**INSTRUÇÕES DO EXERCÍCIO**:
Prossiga com o trecho sobre Pappé e os novos historiadores israelenses, começando logo após a última frase apresentada.

**TRECHO FORNECIDO**:
+===+
Esse autor faz parte de um grupo de pesquisadores israelenses, saídos principalmente da Universidade Hebraica de Jerusalém, denominados “novos historiadores”, que questionam a versão oficial (e disseminada mundialmente) acerca da criação do Estado de Israel e da expulsão de mais de 1 milhão de palestinos.

Por sua postura nesse livro, Pappé foi considerado um dos mais questionadores dentre os novos historiadores, afirmando categoricamente que o que ocorreu com o povo palestino foi, sem sombra de dúvidas, uma limpeza étnica. Com essa postura, o historiador angariou inúmeros inimigos e até ameaças de morte, obrigando-o a ir viver na Inglaterra.
+===+
**INFORMAÇÕES FORNECIDAS**:
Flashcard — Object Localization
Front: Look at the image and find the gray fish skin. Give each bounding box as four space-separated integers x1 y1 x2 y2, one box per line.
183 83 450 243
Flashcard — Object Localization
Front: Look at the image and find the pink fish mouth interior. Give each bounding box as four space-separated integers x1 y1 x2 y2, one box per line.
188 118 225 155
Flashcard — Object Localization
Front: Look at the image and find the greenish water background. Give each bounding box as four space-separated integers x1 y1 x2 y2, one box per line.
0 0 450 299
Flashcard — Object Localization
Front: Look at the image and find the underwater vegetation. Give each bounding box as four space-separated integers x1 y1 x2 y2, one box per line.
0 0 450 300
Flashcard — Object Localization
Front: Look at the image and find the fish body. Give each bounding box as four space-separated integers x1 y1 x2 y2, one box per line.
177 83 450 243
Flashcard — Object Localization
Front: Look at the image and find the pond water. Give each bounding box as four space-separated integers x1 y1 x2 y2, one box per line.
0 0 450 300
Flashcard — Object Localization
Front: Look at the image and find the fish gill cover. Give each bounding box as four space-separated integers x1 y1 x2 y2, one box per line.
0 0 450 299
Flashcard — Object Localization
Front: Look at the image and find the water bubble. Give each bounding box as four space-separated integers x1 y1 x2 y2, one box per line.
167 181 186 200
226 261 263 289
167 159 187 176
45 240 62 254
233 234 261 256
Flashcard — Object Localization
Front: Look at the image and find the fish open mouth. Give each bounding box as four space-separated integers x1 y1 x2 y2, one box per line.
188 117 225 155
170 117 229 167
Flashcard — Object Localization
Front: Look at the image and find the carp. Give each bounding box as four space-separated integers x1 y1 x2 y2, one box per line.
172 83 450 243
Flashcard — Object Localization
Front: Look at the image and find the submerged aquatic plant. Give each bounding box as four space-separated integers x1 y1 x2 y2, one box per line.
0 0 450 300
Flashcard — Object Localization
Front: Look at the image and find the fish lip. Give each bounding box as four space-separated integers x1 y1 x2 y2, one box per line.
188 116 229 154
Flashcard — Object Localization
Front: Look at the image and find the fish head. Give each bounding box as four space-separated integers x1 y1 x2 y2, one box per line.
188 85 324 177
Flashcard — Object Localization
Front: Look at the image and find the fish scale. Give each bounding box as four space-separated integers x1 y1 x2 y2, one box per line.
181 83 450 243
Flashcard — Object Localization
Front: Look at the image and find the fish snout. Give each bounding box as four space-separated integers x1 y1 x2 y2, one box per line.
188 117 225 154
+===+
**RESULTADO DA TAREFA**:
Pappé explica, nessa obra, que diversos “mitos fundacionais”, ou “mitos de legitimação” segundo Hobsbawm, sobre a criação do Estado de Israel estão sendo desfeitos, especialmente, e por incrível que pareça, pelos próprios acadêmicos israelenses, espantados com as deformações históricas difundidas oficialmente com relação à fundação do Estado judeu. Vejamos alguns desses mitos, explicados e depois contraditos pelo autor:

1. A “saída” de mais de dois terços dos palestinos de suas cidades e aldeias foi voluntária: as pesquisas dos novos historiadores conseguiram confirmar inúmeros casos de expulsões massivas, massacres de aldeias inteiras e outras atrocidades. Pappé explica que o principal articulador dessa limpeza étnica foi o fundador do Estado israelense, David Ben-Gurion. Em sua biografia, Ben-Gurion diz que houve basicamente quatro planos para “desarabizar” a Palestina, dos quais o Plano D (ou Dalet) descreve em detalhes a expulsão, a qualquer custo, dos palestinos. Nessa biografia, ele afirma: “Eu sou pela transferência compulsória. Não vejo nada de imoral nisso”.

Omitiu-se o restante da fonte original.